** Saved entries **

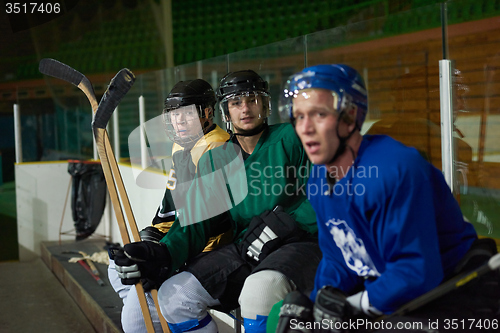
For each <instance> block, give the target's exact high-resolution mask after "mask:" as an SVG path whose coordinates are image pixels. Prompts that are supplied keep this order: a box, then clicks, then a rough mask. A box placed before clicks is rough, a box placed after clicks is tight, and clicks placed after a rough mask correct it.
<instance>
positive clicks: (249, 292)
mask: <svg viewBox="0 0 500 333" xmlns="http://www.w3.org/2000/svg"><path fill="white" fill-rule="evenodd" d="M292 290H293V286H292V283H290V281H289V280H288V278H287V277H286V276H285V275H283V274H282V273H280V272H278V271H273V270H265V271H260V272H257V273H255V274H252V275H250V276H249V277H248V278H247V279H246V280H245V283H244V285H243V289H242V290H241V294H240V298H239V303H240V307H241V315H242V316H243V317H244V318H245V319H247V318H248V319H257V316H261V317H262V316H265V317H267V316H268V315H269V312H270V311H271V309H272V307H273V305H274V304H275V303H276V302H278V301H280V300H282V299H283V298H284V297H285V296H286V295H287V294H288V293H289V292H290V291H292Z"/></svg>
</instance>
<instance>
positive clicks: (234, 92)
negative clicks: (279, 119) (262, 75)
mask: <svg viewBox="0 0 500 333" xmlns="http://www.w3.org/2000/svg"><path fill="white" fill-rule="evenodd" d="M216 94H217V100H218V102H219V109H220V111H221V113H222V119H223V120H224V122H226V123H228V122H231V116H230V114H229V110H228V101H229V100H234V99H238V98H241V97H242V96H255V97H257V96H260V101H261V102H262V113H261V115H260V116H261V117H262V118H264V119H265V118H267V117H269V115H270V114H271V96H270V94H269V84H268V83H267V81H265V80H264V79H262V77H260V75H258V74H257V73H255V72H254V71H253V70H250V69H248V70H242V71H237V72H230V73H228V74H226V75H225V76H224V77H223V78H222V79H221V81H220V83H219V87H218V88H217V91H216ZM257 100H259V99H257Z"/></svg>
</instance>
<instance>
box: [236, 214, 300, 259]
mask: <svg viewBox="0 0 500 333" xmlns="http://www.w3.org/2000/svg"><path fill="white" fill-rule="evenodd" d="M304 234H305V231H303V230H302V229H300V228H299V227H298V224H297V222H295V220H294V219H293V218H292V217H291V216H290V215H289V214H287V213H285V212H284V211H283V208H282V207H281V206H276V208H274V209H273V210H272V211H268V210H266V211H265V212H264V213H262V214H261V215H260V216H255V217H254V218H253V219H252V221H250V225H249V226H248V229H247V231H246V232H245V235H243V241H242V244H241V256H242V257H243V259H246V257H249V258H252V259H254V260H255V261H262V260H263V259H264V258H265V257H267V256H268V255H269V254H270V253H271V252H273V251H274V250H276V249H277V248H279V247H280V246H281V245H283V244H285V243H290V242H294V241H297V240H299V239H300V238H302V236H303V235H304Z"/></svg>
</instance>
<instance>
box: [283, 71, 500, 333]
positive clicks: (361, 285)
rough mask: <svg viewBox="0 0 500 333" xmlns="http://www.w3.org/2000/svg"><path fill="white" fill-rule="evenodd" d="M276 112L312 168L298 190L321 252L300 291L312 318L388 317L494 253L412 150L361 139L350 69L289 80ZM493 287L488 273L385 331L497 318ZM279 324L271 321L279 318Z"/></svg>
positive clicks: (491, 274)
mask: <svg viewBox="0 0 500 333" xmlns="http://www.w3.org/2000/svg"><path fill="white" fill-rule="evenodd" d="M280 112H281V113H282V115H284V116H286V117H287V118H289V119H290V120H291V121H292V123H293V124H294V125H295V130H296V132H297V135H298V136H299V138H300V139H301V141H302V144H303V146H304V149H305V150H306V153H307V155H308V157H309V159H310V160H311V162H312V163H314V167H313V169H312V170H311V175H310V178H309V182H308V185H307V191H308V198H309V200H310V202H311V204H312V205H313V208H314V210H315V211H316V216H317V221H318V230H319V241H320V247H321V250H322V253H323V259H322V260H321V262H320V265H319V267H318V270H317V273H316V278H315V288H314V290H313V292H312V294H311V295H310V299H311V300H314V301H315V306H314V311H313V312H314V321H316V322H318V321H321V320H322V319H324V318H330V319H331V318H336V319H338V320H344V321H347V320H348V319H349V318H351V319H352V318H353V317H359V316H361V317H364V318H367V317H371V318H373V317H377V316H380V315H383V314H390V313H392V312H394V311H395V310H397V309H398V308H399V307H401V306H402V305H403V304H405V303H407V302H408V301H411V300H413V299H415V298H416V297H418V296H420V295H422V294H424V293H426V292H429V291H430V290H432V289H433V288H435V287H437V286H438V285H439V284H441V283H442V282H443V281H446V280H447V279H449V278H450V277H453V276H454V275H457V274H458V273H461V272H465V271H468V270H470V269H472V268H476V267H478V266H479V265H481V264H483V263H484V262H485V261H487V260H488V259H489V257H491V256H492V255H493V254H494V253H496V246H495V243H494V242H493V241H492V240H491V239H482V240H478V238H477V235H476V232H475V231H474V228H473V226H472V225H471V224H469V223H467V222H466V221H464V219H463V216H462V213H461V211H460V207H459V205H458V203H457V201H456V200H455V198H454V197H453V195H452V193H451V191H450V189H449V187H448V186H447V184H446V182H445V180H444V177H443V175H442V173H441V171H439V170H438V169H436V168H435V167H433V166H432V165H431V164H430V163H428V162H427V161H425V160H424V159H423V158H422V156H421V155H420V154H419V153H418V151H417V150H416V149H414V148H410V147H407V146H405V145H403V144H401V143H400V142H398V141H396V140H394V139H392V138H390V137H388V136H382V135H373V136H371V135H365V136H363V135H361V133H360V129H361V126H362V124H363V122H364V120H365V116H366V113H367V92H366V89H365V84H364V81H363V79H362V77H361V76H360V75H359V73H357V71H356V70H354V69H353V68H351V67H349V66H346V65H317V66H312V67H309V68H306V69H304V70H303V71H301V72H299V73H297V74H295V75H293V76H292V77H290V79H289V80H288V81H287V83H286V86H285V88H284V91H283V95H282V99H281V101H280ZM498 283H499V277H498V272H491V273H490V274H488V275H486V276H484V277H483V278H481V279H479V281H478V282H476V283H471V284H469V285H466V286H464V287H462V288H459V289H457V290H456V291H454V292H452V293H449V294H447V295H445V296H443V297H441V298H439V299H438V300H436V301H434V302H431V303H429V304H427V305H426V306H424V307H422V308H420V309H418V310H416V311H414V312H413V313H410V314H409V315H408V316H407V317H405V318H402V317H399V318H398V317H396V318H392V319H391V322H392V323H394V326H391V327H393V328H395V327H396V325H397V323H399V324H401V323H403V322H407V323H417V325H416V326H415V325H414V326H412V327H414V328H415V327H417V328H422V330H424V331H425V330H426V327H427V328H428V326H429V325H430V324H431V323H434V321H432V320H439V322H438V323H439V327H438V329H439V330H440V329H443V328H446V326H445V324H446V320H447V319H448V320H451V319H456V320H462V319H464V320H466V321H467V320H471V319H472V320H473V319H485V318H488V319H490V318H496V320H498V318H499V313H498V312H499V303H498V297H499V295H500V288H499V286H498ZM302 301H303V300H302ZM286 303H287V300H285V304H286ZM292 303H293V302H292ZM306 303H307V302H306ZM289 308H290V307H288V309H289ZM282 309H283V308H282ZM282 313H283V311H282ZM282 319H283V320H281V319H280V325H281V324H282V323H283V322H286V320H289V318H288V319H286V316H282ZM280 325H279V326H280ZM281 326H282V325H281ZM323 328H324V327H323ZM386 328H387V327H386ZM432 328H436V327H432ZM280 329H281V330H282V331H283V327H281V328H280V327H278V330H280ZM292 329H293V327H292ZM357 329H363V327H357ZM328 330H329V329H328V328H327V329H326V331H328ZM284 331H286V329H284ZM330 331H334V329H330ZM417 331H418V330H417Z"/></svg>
--
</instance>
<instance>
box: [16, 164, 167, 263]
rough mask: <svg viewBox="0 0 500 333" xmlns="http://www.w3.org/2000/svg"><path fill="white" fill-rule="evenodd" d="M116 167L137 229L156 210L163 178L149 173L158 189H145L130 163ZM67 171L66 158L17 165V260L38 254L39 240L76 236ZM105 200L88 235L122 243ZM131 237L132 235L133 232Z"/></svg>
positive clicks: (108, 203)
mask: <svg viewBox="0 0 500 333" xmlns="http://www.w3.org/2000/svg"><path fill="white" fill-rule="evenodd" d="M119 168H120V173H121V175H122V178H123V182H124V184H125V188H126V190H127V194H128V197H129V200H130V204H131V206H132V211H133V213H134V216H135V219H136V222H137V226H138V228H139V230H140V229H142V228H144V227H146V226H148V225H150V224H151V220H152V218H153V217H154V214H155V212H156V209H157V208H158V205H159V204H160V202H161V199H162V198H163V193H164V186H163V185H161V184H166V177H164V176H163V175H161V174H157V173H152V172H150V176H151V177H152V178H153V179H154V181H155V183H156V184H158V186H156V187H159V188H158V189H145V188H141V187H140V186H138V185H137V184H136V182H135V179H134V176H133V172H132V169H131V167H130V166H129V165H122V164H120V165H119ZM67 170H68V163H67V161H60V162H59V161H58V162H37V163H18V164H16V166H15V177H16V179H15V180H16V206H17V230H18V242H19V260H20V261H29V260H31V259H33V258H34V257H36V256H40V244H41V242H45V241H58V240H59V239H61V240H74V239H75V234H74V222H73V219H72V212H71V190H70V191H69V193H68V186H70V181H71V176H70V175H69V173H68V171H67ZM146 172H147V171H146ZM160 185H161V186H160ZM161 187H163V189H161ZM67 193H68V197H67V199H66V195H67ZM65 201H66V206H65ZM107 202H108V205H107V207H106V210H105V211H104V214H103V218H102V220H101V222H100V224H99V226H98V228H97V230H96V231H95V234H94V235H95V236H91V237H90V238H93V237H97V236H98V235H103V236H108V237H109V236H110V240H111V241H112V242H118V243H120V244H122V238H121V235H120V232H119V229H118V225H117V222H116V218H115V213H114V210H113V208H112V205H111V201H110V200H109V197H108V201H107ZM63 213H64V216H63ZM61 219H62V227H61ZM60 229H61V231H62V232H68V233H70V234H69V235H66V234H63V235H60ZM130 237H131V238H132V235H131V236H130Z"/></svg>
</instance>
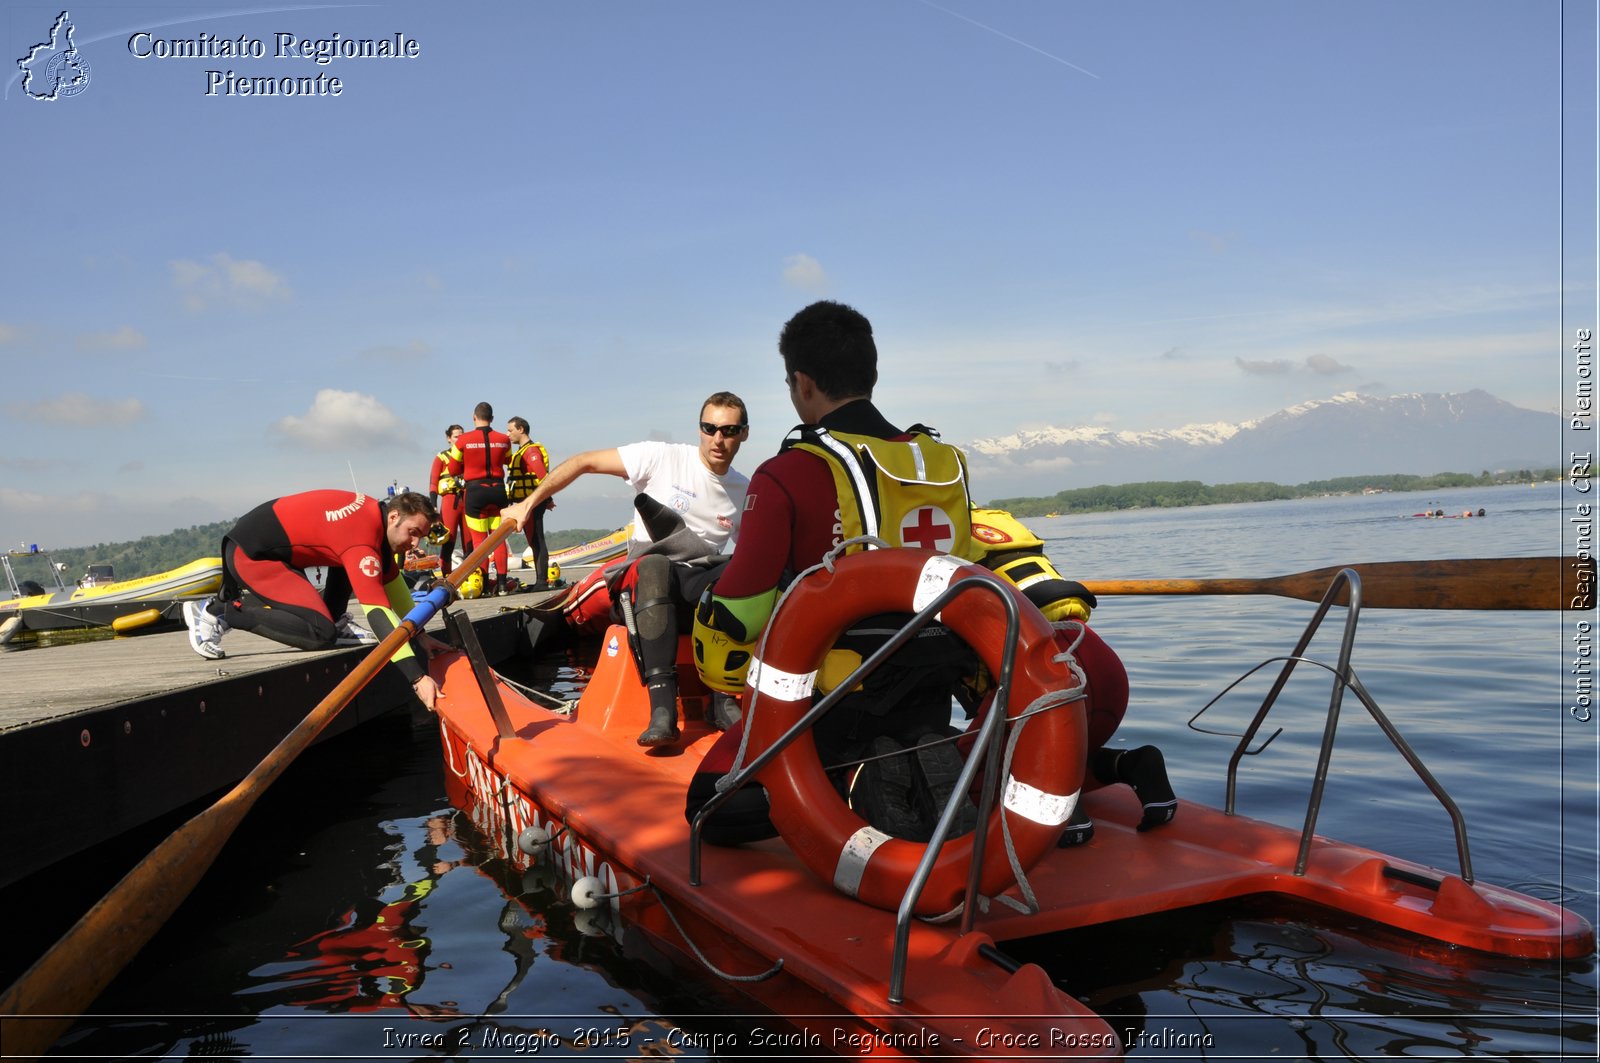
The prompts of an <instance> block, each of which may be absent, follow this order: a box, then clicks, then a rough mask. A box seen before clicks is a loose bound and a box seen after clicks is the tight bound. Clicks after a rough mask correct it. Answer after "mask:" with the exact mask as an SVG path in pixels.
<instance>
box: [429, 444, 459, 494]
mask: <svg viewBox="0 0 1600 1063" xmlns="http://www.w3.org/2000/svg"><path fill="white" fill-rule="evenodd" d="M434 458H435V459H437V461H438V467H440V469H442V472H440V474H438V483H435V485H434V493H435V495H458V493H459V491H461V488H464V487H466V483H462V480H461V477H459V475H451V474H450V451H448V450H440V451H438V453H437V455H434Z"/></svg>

** What you will do **
Show each line of the entries that contains the string "positive". Case counts.

** Answer to this exercise **
positive clicks: (249, 292)
positive clicks: (234, 92)
positive clicks: (361, 285)
positive clicks: (491, 274)
positive clicks: (108, 203)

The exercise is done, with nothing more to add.